• Document passage
** Start **

The cast, from the VCR release.
They’re Still My Favorite Martians: The Cleo Caper
Reviewed and analyzed by Jeff Baker
Back in the glorious heyday of Saturday Morning cartoons and shows for kids, there was a spate of cartoons based on live-action prime-time TV shows. “The Brady Bunch,” “Lassie,” “Star Trek” (a classic!) and “I Dream of Jeannie” (as “Jeannie,” with Mark Hamill!) were among the series that got the animation treatment, complete with laugh tracks for the comedies.
Forgotten in the mix was production company Filmation’s adaption of “My Favorite Martian.” The original had run for three seasons starting in 1963. The animated version; “My Favorite Martians,” ran for a single season on CBS in 1973-’74 and was haphazardly on the schedule during 1974-’75. Well-written and funny it was surprisingly not a hit, maybe do to competition on the other networks. In it’s original timeslot it proceeded the animated “Jeannie,” which was the top-rated daytime show on the network that season!
“My Favorite Martians” may have been re-run on some cable stations (there are plenty of You Tube videos of the show taken off what look like broadcasts more recent than 1973) and there were two VHS tape releases of two episodes each, but no DVD releases yet of its 16 episodes.

** End **

• Record list
** Start **

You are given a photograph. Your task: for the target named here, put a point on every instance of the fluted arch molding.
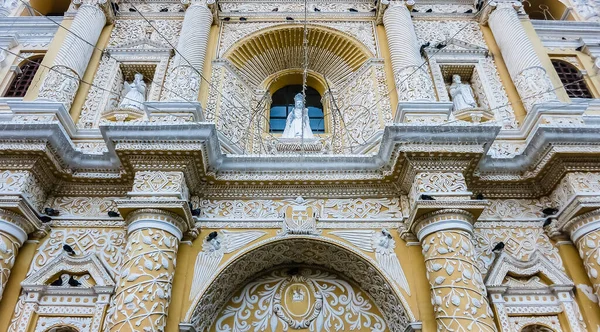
(303, 250)
(332, 53)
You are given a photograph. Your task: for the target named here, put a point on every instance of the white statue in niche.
(135, 94)
(462, 95)
(298, 123)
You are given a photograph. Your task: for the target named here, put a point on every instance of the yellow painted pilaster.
(389, 72)
(211, 54)
(540, 50)
(90, 72)
(13, 286)
(9, 248)
(53, 48)
(511, 91)
(575, 270)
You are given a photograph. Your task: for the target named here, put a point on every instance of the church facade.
(279, 165)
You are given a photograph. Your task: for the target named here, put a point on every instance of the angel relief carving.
(383, 244)
(215, 246)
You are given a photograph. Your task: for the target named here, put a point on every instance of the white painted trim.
(581, 231)
(444, 226)
(157, 224)
(13, 230)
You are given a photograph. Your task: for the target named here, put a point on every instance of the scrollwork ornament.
(60, 85)
(144, 287)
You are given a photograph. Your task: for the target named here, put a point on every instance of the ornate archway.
(300, 297)
(299, 251)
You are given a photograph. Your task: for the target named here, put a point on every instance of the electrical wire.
(77, 79)
(104, 52)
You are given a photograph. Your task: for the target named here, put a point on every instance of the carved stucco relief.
(234, 32)
(108, 244)
(310, 299)
(347, 208)
(521, 239)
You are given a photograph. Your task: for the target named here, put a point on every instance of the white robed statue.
(462, 96)
(298, 123)
(135, 94)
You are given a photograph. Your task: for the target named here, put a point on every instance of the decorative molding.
(212, 253)
(521, 240)
(303, 250)
(311, 299)
(383, 244)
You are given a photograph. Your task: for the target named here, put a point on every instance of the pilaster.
(585, 233)
(458, 293)
(529, 76)
(184, 79)
(441, 219)
(62, 81)
(413, 82)
(13, 233)
(157, 217)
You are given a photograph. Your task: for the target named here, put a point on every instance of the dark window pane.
(277, 125)
(284, 98)
(571, 79)
(19, 85)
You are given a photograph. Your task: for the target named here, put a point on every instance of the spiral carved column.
(525, 68)
(62, 81)
(143, 290)
(412, 80)
(585, 233)
(458, 293)
(13, 233)
(184, 80)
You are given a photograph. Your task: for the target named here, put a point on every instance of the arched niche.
(300, 297)
(547, 10)
(299, 251)
(347, 74)
(331, 53)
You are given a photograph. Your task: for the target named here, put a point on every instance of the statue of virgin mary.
(298, 123)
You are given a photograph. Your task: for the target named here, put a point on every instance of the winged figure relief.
(214, 247)
(383, 244)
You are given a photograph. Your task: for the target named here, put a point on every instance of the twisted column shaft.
(61, 83)
(143, 291)
(525, 68)
(184, 80)
(458, 293)
(412, 82)
(585, 233)
(12, 237)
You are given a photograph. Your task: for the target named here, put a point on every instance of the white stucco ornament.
(462, 95)
(298, 123)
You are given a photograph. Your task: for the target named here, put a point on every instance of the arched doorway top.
(304, 250)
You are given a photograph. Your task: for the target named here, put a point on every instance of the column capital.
(583, 224)
(205, 3)
(158, 219)
(104, 5)
(498, 4)
(19, 227)
(443, 220)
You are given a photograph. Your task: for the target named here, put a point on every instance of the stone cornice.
(404, 150)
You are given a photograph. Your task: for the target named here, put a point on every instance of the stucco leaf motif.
(267, 304)
(383, 245)
(209, 258)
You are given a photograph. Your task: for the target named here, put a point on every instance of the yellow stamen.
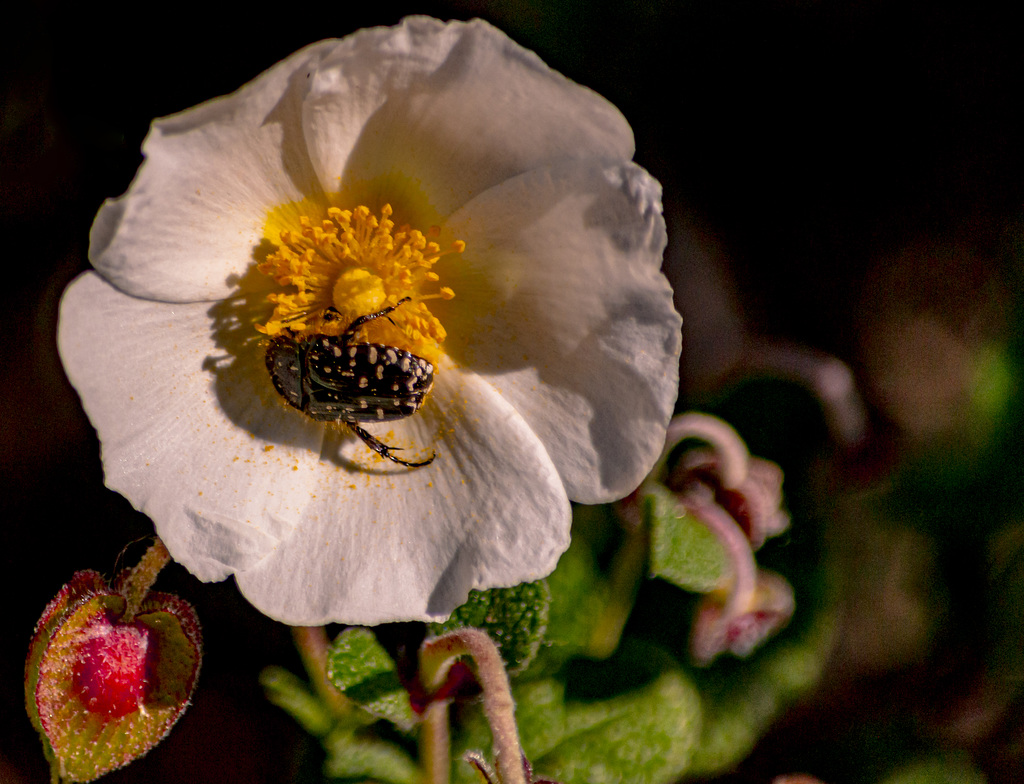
(358, 263)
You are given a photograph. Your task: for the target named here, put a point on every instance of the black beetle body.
(331, 379)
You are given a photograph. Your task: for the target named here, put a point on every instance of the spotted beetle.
(331, 379)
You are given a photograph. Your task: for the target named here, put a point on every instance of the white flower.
(555, 381)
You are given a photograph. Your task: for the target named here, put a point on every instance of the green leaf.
(683, 551)
(349, 756)
(743, 697)
(646, 736)
(580, 595)
(515, 618)
(292, 695)
(644, 733)
(360, 668)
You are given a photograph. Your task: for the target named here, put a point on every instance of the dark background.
(825, 166)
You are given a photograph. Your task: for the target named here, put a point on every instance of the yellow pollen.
(358, 263)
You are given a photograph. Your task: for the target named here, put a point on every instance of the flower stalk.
(134, 584)
(436, 658)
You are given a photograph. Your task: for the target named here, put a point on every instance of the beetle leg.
(350, 331)
(383, 449)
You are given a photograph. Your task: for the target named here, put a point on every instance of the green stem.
(134, 586)
(436, 658)
(628, 571)
(435, 743)
(311, 643)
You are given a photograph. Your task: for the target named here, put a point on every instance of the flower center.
(358, 264)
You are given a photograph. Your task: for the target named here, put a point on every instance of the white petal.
(455, 109)
(406, 543)
(199, 442)
(561, 305)
(192, 220)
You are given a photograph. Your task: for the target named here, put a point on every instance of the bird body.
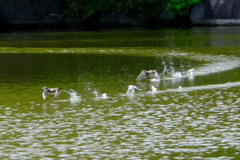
(144, 74)
(54, 91)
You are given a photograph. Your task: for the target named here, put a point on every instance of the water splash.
(99, 96)
(131, 89)
(74, 98)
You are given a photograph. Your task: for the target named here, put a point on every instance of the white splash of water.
(74, 98)
(131, 89)
(153, 89)
(99, 96)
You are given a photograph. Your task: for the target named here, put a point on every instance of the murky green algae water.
(186, 115)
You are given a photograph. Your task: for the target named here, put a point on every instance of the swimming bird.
(54, 91)
(144, 74)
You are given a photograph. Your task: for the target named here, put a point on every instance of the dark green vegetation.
(145, 9)
(182, 7)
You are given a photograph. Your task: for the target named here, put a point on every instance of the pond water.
(192, 112)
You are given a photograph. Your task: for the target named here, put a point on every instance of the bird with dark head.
(144, 74)
(53, 91)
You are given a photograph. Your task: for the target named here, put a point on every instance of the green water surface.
(186, 118)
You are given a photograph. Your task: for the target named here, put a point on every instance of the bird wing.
(141, 76)
(57, 93)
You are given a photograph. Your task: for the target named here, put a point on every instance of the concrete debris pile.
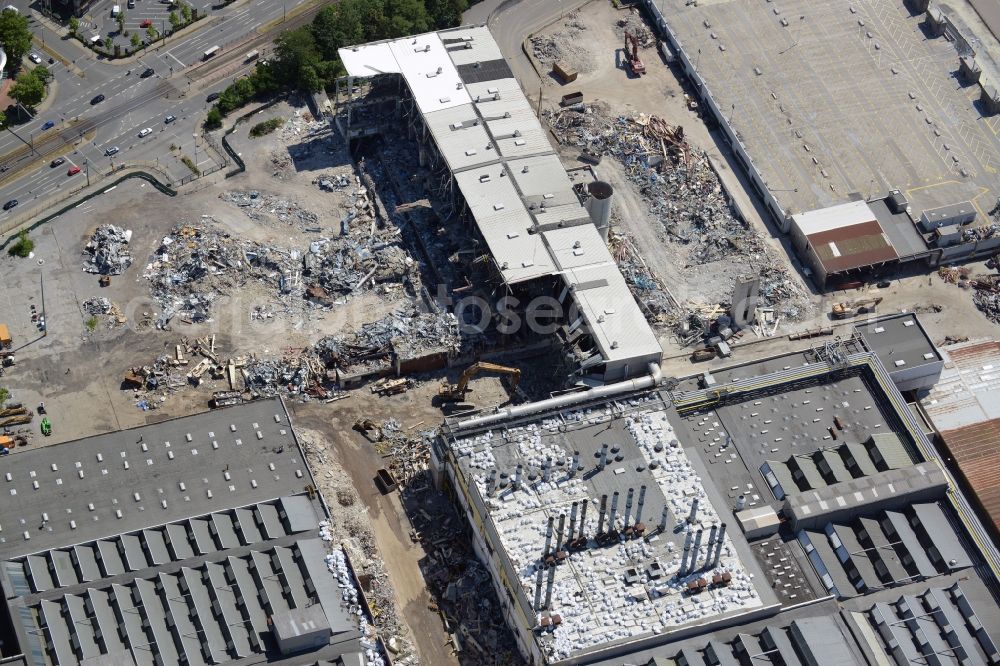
(106, 253)
(648, 290)
(684, 194)
(96, 306)
(458, 583)
(636, 26)
(566, 46)
(406, 334)
(268, 207)
(197, 263)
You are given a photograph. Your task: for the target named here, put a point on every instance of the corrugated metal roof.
(969, 389)
(976, 449)
(504, 196)
(853, 246)
(833, 217)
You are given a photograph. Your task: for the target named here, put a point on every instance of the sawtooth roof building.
(501, 173)
(193, 541)
(784, 511)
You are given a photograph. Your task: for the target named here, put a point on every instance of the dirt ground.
(78, 372)
(590, 40)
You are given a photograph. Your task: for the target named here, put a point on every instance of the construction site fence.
(151, 179)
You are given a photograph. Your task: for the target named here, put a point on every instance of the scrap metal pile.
(262, 207)
(565, 46)
(407, 333)
(985, 288)
(196, 263)
(683, 193)
(106, 253)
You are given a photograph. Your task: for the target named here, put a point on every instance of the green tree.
(42, 73)
(214, 118)
(28, 90)
(14, 35)
(23, 247)
(446, 13)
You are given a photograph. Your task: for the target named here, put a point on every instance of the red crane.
(632, 54)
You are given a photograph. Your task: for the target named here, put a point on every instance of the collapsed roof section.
(512, 180)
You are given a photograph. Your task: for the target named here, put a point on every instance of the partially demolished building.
(497, 174)
(789, 510)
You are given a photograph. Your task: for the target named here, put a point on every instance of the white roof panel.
(482, 47)
(422, 60)
(833, 217)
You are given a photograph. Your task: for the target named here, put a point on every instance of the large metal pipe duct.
(628, 507)
(599, 206)
(570, 399)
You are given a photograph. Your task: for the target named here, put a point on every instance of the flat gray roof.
(128, 480)
(899, 337)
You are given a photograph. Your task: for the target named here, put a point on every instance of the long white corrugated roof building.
(512, 182)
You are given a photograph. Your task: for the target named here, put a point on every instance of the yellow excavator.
(457, 391)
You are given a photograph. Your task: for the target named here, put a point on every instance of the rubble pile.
(458, 583)
(638, 29)
(408, 333)
(197, 263)
(652, 295)
(565, 46)
(106, 253)
(97, 306)
(683, 192)
(268, 207)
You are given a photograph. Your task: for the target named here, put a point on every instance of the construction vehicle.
(366, 426)
(457, 391)
(845, 310)
(703, 354)
(632, 59)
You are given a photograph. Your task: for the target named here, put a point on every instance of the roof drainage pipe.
(606, 391)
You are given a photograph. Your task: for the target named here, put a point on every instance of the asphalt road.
(84, 130)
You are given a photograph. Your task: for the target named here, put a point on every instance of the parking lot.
(835, 101)
(99, 20)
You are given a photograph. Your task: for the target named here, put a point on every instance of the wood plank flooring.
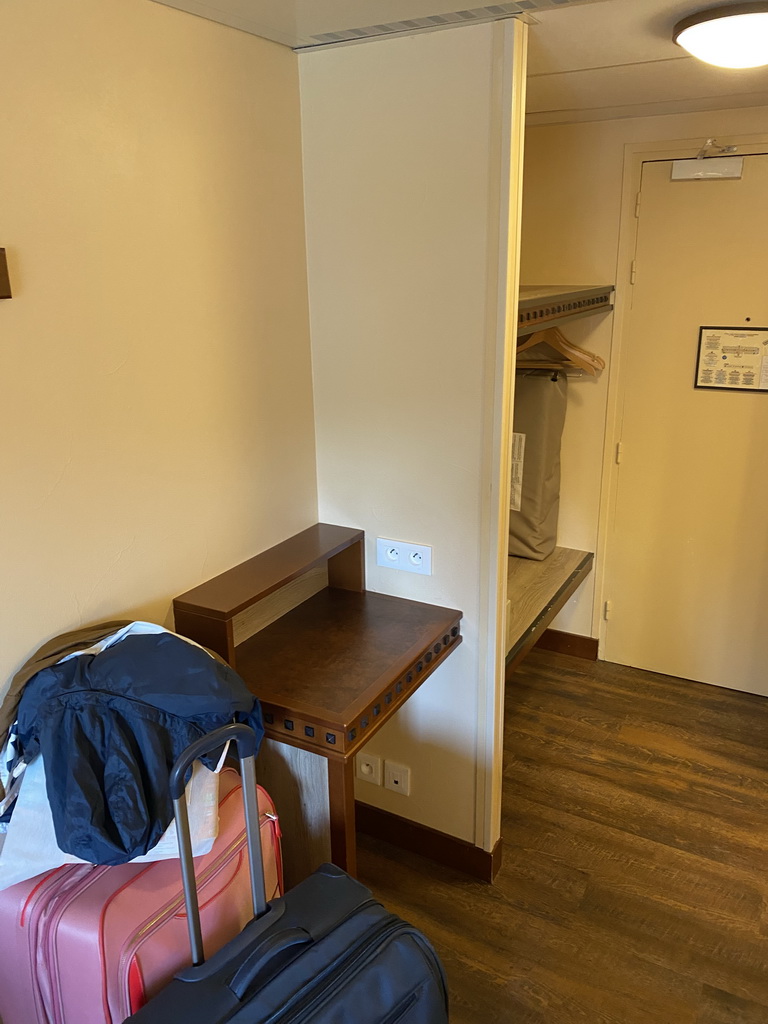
(634, 888)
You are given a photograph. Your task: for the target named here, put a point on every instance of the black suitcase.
(327, 952)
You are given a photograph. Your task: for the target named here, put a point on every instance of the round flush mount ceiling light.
(734, 36)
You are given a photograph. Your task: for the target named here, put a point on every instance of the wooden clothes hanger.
(574, 354)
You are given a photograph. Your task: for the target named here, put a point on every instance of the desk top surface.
(340, 655)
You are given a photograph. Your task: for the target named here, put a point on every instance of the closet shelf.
(536, 592)
(545, 305)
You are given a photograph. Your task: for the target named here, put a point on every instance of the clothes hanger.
(574, 354)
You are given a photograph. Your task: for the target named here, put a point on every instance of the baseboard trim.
(568, 643)
(437, 846)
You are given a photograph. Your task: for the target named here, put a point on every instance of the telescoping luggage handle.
(245, 739)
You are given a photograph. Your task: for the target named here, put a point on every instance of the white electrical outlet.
(397, 778)
(368, 767)
(399, 555)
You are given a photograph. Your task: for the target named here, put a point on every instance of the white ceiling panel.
(301, 24)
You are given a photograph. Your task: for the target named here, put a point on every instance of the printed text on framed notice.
(732, 358)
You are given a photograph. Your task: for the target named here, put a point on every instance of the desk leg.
(341, 807)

** End **

• Given task A
Copy the passage of the My Favorite Martians review that begins at the words "They’re Still My" and ends after the words "for the comedies.".
• Given task B
Render the records as a Markdown table with columns titled No. and Line, starting at the line that contains "the desk leg." and continuing through the end of the records, leaving out blank lines.

• Exercise solution A
They’re Still My Favorite Martians: The Cleo Caper
Reviewed and analyzed by Jeff Baker
Back in the glorious heyday of Saturday Morning cartoons and shows for kids, there was a spate of cartoons based on live-action prime-time TV shows. “The Brady Bunch,” “Lassie,” “Star Trek” (a classic!) and “I Dream of Jeannie” (as “Jeannie,” with Mark Hamill!) were among the series that got the animation treatment, complete with laugh tracks for the comedies.

• Exercise solution B
| No. | Line |
|---|---|
| 1 | You are given a photograph. Your task: for the target named here, put a point on every instance of the desk leg. |
| 2 | (341, 807) |